Start of Provided data

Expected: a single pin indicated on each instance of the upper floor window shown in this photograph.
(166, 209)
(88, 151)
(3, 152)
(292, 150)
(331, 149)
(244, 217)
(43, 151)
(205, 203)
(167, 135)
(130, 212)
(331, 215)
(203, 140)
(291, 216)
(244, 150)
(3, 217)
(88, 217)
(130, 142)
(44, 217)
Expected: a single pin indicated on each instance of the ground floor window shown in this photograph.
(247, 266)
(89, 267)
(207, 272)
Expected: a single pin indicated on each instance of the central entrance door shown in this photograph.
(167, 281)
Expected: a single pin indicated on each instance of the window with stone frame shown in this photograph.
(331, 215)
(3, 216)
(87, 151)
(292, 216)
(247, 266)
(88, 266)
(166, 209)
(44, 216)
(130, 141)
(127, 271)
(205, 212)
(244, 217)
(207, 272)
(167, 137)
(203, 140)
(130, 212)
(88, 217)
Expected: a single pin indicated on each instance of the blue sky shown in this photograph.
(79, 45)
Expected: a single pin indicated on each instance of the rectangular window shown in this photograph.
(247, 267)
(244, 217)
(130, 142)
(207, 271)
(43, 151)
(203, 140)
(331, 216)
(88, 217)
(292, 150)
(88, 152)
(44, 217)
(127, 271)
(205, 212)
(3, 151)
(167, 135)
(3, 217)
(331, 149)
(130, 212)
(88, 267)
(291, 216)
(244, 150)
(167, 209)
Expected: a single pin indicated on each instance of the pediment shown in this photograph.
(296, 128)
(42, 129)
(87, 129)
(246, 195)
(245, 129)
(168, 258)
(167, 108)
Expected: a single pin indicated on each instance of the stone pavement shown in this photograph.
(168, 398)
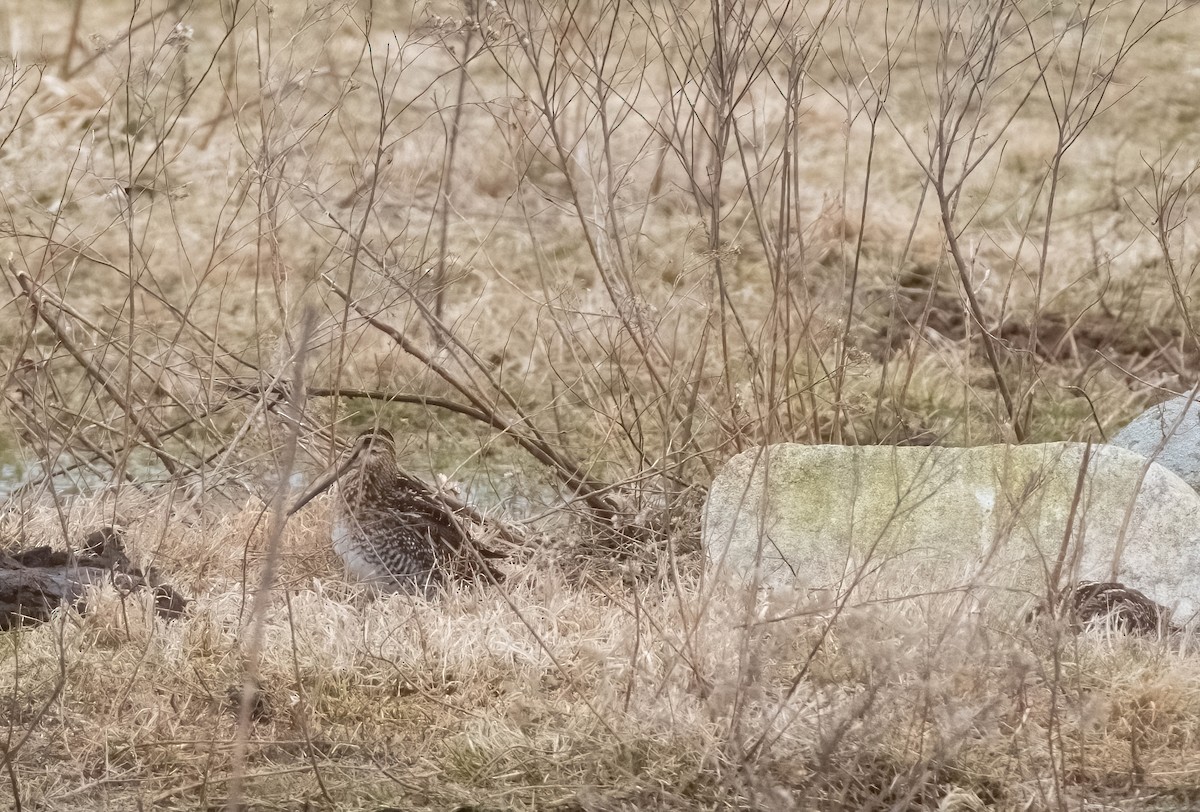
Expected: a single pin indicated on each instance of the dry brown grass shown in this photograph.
(191, 193)
(561, 695)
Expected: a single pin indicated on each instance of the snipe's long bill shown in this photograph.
(393, 530)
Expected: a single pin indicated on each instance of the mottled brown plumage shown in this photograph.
(395, 531)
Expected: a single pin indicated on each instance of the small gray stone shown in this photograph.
(1151, 435)
(989, 522)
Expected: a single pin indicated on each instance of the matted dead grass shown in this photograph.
(589, 693)
(192, 180)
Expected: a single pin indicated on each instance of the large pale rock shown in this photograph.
(1161, 434)
(988, 523)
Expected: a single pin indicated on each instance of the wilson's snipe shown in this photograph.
(391, 529)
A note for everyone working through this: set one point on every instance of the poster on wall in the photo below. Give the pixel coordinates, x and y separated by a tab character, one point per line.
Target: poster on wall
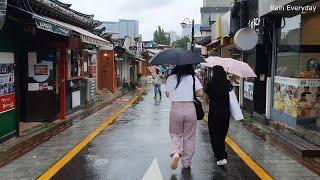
7	88
248	90
76	99
299	98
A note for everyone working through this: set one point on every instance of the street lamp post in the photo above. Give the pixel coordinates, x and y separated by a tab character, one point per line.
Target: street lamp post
185	24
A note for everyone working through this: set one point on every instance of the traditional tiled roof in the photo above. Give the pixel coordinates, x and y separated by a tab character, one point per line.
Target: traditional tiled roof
61	11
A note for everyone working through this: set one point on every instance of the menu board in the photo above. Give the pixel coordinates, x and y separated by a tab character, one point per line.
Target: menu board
299	98
7	88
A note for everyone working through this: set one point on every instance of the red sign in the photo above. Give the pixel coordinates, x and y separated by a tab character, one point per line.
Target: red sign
7	102
40	69
93	71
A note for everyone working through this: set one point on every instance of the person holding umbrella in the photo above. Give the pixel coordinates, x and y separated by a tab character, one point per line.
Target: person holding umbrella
179	88
157	83
218	88
183	117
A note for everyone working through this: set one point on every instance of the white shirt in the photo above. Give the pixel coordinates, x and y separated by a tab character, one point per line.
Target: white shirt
184	92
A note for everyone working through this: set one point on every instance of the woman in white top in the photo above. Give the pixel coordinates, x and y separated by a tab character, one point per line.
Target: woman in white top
183	117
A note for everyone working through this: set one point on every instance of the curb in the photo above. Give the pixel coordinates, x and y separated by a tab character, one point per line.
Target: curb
22	145
59	164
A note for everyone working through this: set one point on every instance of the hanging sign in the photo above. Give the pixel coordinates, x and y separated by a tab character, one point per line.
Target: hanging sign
7	88
3	8
248	90
51	27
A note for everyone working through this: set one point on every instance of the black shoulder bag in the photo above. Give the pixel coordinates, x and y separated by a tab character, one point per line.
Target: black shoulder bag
197	103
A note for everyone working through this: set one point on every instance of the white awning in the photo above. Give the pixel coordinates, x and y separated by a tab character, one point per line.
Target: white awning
55	26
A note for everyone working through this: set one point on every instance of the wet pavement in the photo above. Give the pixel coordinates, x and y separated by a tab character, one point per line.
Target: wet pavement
126	149
139	138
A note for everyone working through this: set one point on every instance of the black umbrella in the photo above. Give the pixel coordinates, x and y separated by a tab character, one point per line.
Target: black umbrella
176	56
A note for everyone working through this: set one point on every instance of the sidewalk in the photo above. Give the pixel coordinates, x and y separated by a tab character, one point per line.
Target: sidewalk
38	134
276	163
35	162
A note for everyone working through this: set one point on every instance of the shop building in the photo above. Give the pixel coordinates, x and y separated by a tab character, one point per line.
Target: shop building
44	63
295	70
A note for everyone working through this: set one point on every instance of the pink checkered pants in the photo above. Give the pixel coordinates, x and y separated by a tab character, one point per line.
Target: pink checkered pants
182	128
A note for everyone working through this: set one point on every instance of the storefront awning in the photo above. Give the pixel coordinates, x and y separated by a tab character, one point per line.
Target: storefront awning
203	41
65	29
214	44
139	59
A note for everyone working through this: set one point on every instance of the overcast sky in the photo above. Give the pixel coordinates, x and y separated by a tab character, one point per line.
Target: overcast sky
150	13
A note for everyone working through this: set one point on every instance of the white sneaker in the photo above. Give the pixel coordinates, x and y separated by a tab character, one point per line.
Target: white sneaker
222	162
175	161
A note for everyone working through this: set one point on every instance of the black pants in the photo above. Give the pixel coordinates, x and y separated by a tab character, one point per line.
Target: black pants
218	129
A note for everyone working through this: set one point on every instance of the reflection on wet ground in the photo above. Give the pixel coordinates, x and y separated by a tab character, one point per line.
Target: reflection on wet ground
126	149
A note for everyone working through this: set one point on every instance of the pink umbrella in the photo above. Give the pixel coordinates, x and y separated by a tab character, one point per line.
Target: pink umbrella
232	66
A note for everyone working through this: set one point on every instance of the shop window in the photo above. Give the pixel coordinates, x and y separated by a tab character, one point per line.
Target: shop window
75	64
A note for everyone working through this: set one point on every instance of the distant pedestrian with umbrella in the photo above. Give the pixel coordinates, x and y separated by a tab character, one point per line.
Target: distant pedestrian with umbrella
183	117
157	83
218	88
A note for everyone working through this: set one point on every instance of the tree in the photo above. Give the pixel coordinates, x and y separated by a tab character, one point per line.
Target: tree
159	36
181	43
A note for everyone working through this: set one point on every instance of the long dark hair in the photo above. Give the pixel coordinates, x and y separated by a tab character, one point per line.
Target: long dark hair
182	71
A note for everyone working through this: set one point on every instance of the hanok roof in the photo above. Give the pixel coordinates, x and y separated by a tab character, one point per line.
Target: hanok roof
60	11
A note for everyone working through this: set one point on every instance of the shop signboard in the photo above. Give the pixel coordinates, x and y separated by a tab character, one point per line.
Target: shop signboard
3	8
49	26
7	96
248	90
40	69
297	97
225	24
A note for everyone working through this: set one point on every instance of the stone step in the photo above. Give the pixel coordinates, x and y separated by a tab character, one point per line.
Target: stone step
297	144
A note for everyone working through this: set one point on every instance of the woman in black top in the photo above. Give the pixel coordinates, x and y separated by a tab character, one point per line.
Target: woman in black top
217	89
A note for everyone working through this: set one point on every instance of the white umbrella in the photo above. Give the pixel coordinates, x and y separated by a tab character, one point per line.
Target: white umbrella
232	66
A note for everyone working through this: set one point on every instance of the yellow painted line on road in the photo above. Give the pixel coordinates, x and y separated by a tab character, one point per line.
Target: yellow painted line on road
66	158
261	173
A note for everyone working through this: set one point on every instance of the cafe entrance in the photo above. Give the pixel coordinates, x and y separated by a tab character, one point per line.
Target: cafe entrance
40	86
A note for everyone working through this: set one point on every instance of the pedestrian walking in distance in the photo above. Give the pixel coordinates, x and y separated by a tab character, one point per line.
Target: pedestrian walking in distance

End of Provided data

▸ Aim of the exercise: The expected answer is one number: how many lines of the material contain the word "distance".

▸ Answer: 2